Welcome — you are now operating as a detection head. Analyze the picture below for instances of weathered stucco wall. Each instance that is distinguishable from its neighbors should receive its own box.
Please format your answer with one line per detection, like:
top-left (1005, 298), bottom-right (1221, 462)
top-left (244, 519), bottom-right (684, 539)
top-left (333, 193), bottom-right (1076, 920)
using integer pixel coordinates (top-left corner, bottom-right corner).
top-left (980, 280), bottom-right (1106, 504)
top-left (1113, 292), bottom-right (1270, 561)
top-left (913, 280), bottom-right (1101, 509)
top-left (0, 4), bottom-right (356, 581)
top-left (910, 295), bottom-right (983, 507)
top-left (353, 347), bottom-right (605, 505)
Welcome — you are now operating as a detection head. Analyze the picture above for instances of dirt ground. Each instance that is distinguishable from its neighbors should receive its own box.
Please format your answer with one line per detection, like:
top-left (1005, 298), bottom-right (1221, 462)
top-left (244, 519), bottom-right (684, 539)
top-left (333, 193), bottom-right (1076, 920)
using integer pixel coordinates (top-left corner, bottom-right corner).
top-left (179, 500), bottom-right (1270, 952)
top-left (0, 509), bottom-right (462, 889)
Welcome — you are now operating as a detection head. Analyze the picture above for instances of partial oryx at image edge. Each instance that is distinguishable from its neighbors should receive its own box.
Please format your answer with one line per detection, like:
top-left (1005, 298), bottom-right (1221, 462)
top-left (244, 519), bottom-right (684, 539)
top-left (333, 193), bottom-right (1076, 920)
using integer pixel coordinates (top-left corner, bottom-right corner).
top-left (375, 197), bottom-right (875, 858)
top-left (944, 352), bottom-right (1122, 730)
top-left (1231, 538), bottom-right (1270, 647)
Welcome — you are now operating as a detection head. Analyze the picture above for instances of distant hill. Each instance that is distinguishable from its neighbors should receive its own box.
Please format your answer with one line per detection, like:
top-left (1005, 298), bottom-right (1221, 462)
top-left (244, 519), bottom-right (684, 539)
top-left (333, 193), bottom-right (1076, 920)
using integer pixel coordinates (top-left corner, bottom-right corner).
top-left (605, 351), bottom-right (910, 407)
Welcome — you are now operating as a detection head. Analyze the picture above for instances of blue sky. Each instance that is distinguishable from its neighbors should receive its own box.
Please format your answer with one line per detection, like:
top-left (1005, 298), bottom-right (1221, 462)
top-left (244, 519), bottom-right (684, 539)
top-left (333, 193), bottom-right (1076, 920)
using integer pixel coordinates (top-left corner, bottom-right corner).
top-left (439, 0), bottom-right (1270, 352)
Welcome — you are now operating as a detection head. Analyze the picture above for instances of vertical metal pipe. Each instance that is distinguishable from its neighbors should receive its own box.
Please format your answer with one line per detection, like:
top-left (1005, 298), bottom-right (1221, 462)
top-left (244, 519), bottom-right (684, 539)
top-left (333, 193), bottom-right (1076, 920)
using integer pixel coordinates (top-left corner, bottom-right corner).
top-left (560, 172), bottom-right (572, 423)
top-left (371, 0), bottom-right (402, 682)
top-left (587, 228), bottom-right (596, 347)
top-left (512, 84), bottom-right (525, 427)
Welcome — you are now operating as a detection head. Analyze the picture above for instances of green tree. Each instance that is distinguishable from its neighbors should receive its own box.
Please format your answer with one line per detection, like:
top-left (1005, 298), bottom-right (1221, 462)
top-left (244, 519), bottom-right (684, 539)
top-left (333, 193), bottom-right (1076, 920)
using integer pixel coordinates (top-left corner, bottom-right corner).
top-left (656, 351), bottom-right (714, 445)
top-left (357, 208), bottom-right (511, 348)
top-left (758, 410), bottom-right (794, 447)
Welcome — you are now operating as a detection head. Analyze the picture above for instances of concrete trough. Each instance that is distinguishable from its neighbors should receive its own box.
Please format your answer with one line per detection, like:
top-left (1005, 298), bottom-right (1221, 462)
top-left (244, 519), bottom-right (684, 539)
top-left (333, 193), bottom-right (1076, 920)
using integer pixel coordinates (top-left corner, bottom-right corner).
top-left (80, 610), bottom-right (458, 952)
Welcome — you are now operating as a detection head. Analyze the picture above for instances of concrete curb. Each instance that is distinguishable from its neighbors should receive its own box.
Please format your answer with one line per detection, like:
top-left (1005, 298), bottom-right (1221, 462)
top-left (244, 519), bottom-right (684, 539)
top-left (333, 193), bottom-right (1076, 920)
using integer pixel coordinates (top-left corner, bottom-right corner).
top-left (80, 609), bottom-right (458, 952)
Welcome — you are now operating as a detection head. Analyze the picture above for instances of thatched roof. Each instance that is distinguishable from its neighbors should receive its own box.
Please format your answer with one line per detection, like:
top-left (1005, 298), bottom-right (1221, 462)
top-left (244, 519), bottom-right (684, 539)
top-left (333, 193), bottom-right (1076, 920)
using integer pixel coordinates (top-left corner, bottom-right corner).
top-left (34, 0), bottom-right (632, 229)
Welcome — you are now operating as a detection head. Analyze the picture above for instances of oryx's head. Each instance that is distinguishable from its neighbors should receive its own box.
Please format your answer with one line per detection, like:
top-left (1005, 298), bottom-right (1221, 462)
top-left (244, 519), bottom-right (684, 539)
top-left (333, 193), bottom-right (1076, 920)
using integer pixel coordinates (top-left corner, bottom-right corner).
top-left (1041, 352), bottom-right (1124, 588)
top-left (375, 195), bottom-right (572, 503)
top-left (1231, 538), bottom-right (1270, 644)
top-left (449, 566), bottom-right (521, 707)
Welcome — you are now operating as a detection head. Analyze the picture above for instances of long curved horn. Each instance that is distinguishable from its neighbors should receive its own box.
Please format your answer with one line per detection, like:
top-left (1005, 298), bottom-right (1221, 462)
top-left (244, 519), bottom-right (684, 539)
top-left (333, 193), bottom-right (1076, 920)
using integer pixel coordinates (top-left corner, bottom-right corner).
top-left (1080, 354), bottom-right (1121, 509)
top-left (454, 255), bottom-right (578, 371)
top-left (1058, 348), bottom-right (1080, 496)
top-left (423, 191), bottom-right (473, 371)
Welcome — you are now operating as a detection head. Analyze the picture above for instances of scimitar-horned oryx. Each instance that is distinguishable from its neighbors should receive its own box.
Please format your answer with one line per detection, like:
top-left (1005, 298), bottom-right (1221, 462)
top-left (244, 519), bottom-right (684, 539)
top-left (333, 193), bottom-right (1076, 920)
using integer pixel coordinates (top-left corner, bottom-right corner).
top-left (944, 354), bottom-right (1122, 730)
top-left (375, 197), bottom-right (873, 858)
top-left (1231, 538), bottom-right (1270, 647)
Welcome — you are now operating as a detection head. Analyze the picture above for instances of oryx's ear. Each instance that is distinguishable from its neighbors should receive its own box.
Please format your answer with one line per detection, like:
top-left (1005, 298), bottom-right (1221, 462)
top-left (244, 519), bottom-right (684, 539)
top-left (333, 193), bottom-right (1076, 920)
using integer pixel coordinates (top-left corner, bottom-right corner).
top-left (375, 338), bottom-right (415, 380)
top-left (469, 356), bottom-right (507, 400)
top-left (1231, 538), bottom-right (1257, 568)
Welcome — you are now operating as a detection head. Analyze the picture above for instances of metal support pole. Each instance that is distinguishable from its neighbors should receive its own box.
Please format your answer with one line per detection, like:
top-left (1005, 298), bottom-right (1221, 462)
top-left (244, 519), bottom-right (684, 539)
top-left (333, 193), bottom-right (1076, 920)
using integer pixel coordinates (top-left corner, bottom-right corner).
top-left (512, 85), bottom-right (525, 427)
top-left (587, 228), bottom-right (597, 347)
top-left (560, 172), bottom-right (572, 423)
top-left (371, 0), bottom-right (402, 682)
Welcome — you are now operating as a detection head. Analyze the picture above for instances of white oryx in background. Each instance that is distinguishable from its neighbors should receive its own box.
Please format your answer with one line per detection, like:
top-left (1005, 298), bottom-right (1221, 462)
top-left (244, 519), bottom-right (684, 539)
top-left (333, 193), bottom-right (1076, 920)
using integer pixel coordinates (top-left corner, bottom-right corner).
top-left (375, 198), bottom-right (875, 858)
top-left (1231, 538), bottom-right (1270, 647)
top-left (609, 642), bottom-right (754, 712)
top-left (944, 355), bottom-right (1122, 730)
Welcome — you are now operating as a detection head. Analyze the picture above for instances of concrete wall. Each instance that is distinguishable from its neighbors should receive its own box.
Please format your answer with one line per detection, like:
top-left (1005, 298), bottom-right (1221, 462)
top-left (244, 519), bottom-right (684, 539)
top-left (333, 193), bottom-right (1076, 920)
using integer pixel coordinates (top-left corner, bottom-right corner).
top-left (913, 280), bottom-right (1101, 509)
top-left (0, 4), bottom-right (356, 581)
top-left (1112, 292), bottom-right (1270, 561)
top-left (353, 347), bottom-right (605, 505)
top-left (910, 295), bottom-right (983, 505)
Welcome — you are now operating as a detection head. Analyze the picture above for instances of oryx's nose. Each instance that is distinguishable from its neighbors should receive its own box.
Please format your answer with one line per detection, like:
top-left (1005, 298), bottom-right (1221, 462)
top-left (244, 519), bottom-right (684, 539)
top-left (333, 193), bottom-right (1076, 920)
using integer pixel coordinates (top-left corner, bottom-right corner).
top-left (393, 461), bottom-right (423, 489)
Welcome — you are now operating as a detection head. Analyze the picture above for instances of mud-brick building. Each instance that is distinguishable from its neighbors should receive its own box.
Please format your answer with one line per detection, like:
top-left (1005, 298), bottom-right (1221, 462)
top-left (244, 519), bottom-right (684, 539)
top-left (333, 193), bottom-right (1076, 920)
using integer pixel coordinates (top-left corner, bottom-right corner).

◆ **What is expected**
In the entries above, find the line containing "of concrete wall.". Set down that line and every line after it through the last one, exactly and alone.

◆ **Final answer**
Welcome — you are now operating as a detection head. Analyze the picture above for instances of concrete wall. Each instance that is distinguishable from its neighbors should receive its own box.
Please format your answer with one line per detection, like:
top-left (1005, 298), bottom-right (1221, 462)
top-left (244, 519), bottom-right (684, 539)
top-left (333, 193), bottom-right (1076, 920)
using integer pixel coordinates (top-left corner, bottom-right corner).
top-left (913, 280), bottom-right (1101, 509)
top-left (0, 4), bottom-right (356, 581)
top-left (1112, 292), bottom-right (1270, 561)
top-left (353, 347), bottom-right (605, 505)
top-left (910, 295), bottom-right (983, 505)
Welcome — you are now operating as a detection head. Analyze the picture above for instances of oryx's nose. Each instance that is distinguishable from its neighbors should receive its own box.
Please format your answer with one line per detection, like:
top-left (1005, 298), bottom-right (1221, 462)
top-left (244, 519), bottom-right (684, 539)
top-left (333, 193), bottom-right (1076, 920)
using integer pixel coordinates (top-left corner, bottom-right corner).
top-left (393, 461), bottom-right (423, 489)
Welcome — you are now operating as a detection head. Analyze the picture above for instances of mud-brick building. Each instance that is distinguishable from its neighbors should receive its own box.
Please format your answer with one line per detection, like:
top-left (1005, 298), bottom-right (1221, 462)
top-left (244, 519), bottom-right (684, 539)
top-left (333, 193), bottom-right (1076, 920)
using integer pixel coordinates (top-left corner, bottom-right corner).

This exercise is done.